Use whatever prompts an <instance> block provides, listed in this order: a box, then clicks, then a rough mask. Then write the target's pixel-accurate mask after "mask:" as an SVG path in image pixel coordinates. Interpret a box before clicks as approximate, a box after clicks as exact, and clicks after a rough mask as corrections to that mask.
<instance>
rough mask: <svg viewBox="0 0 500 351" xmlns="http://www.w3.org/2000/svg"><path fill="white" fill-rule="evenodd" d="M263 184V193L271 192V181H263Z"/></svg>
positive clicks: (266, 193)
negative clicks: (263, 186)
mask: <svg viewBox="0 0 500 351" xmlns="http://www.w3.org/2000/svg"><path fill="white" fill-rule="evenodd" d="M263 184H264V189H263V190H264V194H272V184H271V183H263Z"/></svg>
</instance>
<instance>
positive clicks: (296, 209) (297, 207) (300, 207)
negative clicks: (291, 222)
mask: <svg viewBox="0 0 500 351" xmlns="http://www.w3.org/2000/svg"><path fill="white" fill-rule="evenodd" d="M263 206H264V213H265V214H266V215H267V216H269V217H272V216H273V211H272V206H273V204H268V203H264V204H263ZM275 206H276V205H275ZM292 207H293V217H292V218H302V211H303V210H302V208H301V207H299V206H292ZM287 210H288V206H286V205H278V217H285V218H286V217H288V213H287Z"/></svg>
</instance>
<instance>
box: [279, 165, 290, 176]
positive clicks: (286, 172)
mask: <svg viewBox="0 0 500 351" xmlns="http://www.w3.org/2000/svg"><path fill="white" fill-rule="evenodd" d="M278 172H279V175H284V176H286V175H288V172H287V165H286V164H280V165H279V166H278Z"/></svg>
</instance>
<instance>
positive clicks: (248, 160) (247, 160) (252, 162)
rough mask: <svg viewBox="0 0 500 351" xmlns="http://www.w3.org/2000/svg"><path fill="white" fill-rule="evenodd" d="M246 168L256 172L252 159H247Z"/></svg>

* * *

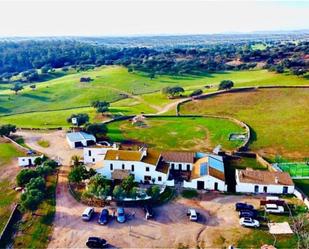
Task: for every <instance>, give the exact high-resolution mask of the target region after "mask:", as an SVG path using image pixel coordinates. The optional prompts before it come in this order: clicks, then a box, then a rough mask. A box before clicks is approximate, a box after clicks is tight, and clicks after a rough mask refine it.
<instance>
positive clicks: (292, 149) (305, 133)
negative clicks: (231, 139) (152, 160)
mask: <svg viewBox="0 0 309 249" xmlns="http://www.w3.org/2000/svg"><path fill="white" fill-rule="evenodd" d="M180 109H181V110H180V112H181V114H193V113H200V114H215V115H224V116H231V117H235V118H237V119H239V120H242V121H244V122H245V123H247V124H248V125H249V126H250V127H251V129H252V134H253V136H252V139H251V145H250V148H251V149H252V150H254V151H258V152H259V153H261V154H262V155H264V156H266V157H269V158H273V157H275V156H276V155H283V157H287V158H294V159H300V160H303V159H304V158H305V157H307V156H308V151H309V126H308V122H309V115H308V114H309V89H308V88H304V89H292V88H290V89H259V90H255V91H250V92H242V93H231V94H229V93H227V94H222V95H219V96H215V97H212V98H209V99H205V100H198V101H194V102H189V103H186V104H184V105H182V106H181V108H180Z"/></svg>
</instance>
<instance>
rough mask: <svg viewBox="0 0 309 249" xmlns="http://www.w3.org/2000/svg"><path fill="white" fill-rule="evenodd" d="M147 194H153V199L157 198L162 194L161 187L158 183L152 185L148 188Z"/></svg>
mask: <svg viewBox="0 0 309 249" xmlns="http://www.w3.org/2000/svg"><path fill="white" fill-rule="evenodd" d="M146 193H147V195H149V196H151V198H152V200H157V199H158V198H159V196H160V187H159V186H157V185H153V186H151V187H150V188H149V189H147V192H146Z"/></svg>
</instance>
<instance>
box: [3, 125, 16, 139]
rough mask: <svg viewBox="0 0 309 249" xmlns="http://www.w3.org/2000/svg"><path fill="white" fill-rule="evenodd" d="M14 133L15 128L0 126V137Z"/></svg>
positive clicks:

Aim of the exercise: From the rows above, copy out each line that contains the string "negative". Treat uppercase and lowercase as different.

Solution to this exercise:
negative clicks: (263, 186)
negative clicks: (291, 222)
negative clicks: (231, 139) (152, 160)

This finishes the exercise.